#### Supplied passage
A French magazine's decision to publish cartoons depicting a naked Prophet Mohammad triggered a new wave of fears at embassies in Europe, even as anger at the west continued to sweep through the Muslim world.
France announced Wednesday it will close 20 embassies in Arab and Muslim nations after the weekly Charlie Hebdo published the controversial cartoons. The images threaten to further inflame Muslim protesters and terror groups, who have demonstrated against the U.S. at embassies around the world since an anti-Islam film went viral last week.
The French Foreign Ministry issued a travel warning Wednesday urging French citizens in the Muslim world to exercise "the greatest vigilance," avoiding public gatherings and "sensitive buildings" such as those representing the West or religious sites. At the same time, the country -- which has western Europe's largest Muslim population -- plunged into new debate over the limits to free speech in a modern democracy.
France's prime minister said freedom of expression is guaranteed, but cautioned that it "should be exercised with responsibility and respect."

#### Record extracts
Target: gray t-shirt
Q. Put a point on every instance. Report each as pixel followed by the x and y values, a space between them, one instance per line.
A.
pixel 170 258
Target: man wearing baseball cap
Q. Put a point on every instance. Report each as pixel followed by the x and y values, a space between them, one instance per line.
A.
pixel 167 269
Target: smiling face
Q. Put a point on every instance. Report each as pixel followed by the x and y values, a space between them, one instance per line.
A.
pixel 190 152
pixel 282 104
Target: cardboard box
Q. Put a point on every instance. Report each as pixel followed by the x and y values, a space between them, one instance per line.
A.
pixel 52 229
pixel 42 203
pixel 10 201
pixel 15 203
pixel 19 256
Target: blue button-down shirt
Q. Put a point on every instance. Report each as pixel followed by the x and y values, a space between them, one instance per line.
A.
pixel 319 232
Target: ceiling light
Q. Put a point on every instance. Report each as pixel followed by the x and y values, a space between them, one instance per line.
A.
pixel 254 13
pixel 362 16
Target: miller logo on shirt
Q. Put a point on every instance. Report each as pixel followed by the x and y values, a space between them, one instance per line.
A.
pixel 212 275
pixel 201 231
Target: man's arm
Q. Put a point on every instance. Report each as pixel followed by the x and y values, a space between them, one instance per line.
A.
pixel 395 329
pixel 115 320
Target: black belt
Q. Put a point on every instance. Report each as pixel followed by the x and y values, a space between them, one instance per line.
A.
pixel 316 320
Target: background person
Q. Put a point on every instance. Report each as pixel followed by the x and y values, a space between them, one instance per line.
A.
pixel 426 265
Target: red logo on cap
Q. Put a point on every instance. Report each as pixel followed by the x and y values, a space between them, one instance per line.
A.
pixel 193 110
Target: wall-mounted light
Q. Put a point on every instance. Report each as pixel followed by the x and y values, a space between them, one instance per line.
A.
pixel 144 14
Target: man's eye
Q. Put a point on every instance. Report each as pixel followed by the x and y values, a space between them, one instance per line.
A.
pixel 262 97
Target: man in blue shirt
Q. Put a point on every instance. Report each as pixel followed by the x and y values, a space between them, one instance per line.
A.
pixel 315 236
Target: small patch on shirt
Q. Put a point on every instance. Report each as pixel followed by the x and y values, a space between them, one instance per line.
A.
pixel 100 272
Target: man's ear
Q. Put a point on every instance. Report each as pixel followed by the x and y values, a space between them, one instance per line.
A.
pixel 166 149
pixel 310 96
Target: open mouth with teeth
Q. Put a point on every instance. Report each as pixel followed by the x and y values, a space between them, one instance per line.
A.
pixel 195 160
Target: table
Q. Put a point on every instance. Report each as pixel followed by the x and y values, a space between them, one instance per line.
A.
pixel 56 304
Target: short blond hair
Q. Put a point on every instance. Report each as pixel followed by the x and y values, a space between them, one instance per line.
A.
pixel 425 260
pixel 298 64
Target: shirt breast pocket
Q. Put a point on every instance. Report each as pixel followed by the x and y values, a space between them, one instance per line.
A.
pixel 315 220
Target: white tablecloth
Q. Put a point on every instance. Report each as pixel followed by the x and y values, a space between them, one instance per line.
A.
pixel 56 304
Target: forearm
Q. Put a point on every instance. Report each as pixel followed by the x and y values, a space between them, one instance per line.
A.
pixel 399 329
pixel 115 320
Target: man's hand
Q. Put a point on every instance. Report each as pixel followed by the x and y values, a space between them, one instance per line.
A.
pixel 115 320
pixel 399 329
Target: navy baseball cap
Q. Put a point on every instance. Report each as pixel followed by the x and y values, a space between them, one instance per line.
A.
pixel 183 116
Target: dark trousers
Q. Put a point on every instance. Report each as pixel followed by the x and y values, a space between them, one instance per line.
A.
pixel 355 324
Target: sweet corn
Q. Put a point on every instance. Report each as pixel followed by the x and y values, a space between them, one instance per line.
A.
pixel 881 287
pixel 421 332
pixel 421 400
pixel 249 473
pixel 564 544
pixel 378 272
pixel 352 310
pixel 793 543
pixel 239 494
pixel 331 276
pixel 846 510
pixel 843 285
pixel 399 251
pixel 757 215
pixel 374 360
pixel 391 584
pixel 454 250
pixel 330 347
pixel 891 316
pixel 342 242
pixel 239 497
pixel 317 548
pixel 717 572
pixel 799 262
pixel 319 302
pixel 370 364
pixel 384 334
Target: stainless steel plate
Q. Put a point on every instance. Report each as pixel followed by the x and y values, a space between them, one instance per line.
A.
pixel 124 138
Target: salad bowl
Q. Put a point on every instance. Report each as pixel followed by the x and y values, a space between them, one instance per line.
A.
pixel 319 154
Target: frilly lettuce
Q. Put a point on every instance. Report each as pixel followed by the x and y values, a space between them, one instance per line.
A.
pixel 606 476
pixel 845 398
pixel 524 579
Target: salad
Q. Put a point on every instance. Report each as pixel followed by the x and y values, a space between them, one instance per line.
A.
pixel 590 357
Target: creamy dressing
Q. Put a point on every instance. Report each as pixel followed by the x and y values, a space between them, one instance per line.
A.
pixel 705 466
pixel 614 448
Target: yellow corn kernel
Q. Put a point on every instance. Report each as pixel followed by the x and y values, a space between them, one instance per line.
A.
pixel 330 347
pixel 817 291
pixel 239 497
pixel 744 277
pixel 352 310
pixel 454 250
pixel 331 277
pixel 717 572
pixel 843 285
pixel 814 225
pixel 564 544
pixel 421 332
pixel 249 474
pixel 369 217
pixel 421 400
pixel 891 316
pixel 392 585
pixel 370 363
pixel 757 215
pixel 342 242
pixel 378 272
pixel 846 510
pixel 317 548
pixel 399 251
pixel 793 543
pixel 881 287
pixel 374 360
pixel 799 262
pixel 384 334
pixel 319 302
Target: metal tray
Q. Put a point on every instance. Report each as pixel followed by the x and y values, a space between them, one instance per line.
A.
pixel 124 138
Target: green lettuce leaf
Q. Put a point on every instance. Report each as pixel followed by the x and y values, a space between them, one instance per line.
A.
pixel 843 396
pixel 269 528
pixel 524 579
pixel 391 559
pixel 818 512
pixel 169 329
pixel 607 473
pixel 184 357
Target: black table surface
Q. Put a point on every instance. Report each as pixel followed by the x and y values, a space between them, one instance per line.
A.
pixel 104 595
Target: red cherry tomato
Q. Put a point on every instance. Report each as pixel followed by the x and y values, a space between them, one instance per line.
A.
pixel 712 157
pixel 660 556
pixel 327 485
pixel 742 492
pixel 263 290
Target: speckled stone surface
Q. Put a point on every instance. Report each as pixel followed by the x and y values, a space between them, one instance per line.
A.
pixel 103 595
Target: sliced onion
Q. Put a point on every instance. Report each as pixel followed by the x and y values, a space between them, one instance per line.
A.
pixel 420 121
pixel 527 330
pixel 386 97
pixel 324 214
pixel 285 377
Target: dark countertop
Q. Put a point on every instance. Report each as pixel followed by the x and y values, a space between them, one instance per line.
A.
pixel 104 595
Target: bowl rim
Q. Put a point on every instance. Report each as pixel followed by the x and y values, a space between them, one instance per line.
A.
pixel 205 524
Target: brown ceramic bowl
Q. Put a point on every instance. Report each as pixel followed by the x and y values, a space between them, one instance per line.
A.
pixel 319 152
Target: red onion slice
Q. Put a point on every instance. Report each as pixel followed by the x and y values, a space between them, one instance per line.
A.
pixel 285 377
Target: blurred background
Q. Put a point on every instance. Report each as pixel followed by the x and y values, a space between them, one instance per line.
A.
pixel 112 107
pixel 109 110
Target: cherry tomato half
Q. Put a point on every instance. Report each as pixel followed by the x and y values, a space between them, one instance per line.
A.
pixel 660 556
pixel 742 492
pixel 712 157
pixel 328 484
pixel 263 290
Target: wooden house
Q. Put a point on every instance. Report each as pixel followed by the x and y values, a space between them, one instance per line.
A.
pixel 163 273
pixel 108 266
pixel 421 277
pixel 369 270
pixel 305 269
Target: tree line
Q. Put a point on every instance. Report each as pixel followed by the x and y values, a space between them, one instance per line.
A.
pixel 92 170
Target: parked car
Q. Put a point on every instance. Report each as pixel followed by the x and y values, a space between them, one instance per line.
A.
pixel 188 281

#### What you will do
Print the news article word for word, starting at "The French Foreign" and stopping after "a modern democracy.". The listing is separate material and not part of the news article.

#### Output of the exercise
The French Foreign Ministry issued a travel warning Wednesday urging French citizens in the Muslim world to exercise "the greatest vigilance," avoiding public gatherings and "sensitive buildings" such as those representing the West or religious sites. At the same time, the country -- which has western Europe's largest Muslim population -- plunged into new debate over the limits to free speech in a modern democracy.